What the task asks
Rewrite the following lines with "Put a point on" swapped for "Place a dot on" everywhere it occurs, leaving everything else unchanged.
______
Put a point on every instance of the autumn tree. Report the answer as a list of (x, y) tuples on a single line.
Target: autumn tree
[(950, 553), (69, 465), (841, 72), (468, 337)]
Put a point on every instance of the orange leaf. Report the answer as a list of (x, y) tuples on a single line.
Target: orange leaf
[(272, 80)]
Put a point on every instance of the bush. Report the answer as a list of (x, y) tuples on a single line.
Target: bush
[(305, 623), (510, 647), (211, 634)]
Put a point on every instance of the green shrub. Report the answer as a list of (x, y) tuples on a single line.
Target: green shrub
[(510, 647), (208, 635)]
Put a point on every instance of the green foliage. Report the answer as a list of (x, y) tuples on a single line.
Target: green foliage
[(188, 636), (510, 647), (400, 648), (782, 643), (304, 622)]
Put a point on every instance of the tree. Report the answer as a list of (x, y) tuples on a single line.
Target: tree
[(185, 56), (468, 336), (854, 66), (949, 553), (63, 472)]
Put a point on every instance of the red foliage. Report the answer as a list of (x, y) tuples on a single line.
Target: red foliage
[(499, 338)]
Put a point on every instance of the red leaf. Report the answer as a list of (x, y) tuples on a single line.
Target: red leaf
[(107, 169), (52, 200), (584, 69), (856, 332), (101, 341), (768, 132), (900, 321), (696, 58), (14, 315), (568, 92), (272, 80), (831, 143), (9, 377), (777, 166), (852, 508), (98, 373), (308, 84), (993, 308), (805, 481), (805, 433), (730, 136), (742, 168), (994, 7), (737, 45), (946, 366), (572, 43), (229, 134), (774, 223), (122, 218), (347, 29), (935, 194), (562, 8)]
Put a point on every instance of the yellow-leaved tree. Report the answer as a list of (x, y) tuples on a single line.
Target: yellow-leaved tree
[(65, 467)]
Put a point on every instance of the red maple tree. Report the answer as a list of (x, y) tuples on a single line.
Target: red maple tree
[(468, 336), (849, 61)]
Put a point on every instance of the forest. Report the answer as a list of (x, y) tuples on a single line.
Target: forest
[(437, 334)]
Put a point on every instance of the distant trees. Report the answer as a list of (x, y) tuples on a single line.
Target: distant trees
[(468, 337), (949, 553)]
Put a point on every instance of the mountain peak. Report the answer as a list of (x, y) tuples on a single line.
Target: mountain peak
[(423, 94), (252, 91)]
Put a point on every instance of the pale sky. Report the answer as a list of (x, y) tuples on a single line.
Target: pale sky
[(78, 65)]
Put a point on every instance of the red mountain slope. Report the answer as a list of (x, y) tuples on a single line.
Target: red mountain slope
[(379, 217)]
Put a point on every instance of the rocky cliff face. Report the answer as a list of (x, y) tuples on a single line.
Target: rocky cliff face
______
Task answer
Place a dot on every instance of the autumn tree. Report the answer as a list of (x, y) tuples on a single line.
Target: autumn tree
[(950, 553), (69, 465), (841, 72), (468, 337)]
Place a dot on every instance of the orange leaf. Report the answer as a list of (x, y) tuples on a single line.
Target: orange leaf
[(272, 80)]
Place a dot on every instance of the bush. Report the answer as a list of (x, y) tuples on a single line.
Target: bush
[(305, 623), (510, 647), (211, 634)]
Place a dot on every instance of the green shrub. Report the answer as a list of (x, y) tuples on a single line.
Target: green shrub
[(510, 647), (208, 635)]
Place a dot on every instance of the green foliage. Report the answer as a list of (x, y) tuples on a single line.
Target: green foliage
[(188, 636), (510, 647), (400, 648), (782, 643), (304, 622)]
Place a dot on every instance of the tree. Report the answer as a list of (x, y) tuples on a single line.
Target: tree
[(185, 56), (468, 336), (854, 66), (949, 553), (63, 472)]
Place a dot on every instance of the red foliage. Report the answer as a list of (x, y) tuples on a single line.
Target: red foliage
[(499, 338)]
Place a dot on every instance of the red leaf. Report the answer as a list of (x, y) tuples on a single line.
Target: red leaf
[(107, 169), (52, 200), (584, 69), (856, 332), (101, 341), (768, 132), (900, 321), (696, 58), (14, 315), (568, 92), (272, 80), (831, 143), (9, 377), (777, 166), (852, 508), (98, 373), (308, 84), (993, 308), (805, 481), (805, 433), (730, 136), (742, 168), (994, 7), (737, 45), (946, 366), (572, 43), (229, 134), (774, 223), (122, 218), (347, 29), (935, 194), (562, 8)]
Place a dot on every instance of the yellow-leaved tree. Report the answer as a list of (x, y) tuples on a single line.
Target: yellow-leaved tree
[(65, 467)]
Place a dot on every instance of the red maple tree. Report the answer as a list of (x, y) tuples on a single line.
Target: red maple tree
[(468, 336), (849, 61)]
Place a dot on every instance of the forest. Report the answer as a list of (x, y) tuples on a single line.
Target: forest
[(437, 334)]
Place a dot on every instance of the distant trees. Report the answer as a list of (x, y) tuples on a single line.
Target: distant trees
[(468, 337), (949, 553)]
Place a dot on every instance of the mountain peak. Report the answer as a list of (x, y) tuples on a single line.
Target: mountain peak
[(423, 94), (252, 91)]
Place a dot on every instance of the pale sky. Report the answer as a list of (x, y) tuples on a single line.
Target: pale sky
[(78, 65)]
Place a dot on every instance of the red mountain slope. Report the answer as a list of (x, y) tuples on a single line.
Target: red mountain slope
[(379, 217)]
Place a dot on every instance of the rocky cliff face. Report the answer as a list of (x, y) tuples on a single line.
Target: rocky cliff face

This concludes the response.